- Activity: From the data below, repeat exactly the lines from the line with "paint as a single dot per instance." to the line with "Each is formatted like [291, 411].", both included.

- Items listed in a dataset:
○ ○ ○ ○
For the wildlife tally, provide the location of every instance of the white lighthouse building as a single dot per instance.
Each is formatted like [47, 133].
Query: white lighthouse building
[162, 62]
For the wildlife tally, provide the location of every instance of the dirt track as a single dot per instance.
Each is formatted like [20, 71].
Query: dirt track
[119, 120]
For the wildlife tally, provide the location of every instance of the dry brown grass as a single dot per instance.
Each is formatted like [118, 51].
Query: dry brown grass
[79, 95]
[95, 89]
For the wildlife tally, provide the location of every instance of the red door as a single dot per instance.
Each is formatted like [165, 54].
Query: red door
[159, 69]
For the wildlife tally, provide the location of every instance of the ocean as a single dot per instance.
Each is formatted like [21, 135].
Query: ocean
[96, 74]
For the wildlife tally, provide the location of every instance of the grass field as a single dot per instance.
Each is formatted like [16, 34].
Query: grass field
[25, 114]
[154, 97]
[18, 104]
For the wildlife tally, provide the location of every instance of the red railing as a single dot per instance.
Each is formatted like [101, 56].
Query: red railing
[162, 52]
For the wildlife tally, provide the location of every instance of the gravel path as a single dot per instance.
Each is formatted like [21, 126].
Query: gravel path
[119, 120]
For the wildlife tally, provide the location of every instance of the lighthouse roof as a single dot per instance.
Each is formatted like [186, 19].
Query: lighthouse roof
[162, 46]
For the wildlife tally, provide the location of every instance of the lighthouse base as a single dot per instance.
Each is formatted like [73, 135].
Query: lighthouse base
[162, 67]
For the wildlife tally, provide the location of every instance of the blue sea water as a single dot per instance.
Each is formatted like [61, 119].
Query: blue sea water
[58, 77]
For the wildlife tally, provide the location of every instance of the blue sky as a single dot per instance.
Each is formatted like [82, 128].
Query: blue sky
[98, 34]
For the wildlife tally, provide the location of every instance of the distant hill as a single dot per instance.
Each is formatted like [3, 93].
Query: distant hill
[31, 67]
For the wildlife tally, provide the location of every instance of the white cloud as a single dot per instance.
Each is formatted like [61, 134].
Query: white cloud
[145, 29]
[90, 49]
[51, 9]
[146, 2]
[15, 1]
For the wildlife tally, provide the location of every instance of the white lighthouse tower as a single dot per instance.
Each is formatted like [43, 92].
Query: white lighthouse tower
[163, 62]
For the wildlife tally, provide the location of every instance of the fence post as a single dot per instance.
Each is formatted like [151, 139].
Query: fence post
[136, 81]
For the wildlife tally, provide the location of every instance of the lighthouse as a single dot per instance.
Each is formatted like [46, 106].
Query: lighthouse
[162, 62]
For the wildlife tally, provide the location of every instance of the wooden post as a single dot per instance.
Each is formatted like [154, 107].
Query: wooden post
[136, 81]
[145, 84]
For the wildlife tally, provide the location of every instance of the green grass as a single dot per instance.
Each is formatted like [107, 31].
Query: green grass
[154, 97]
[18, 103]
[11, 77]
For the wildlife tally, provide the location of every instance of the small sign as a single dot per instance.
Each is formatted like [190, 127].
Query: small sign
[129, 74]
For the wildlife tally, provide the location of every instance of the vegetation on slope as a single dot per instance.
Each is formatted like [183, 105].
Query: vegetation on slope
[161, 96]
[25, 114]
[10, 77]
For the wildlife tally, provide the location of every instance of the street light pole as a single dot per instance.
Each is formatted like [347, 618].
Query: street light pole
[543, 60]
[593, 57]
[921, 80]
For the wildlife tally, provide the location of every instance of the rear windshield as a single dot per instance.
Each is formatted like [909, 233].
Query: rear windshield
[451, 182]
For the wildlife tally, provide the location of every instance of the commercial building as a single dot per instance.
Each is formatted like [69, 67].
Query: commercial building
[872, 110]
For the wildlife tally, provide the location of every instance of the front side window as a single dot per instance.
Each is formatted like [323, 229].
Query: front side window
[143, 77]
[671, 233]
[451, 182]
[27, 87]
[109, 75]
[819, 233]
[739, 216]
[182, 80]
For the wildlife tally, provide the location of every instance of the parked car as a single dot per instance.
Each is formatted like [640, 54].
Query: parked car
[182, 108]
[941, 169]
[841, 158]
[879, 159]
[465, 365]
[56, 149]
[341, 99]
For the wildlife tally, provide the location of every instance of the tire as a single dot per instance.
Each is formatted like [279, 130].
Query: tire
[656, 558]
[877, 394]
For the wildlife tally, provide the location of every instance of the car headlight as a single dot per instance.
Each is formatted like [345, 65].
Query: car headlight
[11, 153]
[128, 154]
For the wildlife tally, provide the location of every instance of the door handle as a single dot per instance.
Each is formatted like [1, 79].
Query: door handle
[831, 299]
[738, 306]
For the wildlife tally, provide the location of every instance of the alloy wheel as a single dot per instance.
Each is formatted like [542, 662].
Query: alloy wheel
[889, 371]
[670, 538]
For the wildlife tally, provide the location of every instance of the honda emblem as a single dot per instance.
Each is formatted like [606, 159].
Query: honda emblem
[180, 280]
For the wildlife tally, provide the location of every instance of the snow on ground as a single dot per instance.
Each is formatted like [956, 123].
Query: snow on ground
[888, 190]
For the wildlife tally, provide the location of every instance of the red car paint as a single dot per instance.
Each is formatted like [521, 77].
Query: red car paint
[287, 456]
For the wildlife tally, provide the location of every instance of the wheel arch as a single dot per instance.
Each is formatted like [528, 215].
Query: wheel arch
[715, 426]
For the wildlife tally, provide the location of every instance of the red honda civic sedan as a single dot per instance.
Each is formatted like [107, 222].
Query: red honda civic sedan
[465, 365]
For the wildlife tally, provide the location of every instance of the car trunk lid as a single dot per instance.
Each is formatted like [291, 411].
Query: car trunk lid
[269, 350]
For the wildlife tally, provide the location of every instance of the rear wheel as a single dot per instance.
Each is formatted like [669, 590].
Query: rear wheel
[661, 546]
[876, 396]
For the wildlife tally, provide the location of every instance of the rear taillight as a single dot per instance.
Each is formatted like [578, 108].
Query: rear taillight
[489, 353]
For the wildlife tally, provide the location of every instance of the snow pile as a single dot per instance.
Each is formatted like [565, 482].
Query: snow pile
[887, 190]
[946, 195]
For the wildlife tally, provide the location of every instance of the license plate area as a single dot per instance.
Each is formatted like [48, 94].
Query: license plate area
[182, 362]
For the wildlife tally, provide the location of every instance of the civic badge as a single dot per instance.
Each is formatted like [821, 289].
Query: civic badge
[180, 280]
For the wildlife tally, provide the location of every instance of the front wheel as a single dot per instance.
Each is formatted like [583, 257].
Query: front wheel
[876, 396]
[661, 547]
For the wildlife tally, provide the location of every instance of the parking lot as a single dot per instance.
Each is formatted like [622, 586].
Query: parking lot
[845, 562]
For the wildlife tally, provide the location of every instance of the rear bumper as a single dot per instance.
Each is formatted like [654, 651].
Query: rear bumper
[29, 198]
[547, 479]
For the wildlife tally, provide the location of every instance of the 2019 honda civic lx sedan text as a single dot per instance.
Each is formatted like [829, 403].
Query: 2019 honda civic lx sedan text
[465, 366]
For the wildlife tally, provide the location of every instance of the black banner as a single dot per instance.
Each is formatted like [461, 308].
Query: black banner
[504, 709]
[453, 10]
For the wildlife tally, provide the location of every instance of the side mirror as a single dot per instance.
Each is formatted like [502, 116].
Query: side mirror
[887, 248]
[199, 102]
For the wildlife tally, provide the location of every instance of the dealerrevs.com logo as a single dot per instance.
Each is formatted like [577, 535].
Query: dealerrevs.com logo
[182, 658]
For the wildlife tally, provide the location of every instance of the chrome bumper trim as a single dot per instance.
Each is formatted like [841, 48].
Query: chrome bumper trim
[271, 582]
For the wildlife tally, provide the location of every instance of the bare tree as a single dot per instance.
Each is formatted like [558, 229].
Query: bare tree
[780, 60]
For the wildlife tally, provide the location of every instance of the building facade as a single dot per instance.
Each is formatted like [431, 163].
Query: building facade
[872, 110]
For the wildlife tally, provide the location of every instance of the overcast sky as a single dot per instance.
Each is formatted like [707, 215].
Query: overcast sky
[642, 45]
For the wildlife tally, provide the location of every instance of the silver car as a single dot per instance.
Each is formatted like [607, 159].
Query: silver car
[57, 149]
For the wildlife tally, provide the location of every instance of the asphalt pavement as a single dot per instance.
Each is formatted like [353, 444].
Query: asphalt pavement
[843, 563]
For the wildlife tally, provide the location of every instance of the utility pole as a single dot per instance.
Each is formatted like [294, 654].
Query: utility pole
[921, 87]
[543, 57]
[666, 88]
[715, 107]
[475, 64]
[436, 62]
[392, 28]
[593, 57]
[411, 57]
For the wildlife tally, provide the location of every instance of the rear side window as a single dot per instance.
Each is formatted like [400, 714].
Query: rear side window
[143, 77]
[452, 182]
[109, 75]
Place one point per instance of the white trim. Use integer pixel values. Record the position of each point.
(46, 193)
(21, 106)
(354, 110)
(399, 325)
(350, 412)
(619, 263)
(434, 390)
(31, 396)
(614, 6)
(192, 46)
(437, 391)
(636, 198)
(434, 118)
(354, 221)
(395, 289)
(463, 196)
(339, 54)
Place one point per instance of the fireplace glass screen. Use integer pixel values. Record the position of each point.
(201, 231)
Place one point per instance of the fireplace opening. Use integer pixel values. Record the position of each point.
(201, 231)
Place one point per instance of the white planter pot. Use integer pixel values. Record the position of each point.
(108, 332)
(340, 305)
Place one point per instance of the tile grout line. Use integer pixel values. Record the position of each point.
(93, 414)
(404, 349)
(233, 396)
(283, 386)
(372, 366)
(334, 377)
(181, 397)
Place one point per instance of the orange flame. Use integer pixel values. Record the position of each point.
○ ○ ○ ○
- Answer to the problem:
For the wildlife tally, provide the location of every instance of the red car paint as a single dot per instance.
Each is formatted like [521, 77].
Query: red car paint
[287, 456]
For the wildlife tally, provide the location of every instance of the wheel arch as a single dot per instance.
Each is formatted like [528, 215].
Query: wheel arch
[715, 426]
For the wildlife tally, provide the location of every instance of the red honda civic sedan as a single dot per instance.
Each is formatted like [107, 222].
Query: red honda civic sedan
[465, 365]
For the wildlife tally, provide the location of every instance of the car trunk lid as a single dot per instance.
Each is formatted like [291, 411].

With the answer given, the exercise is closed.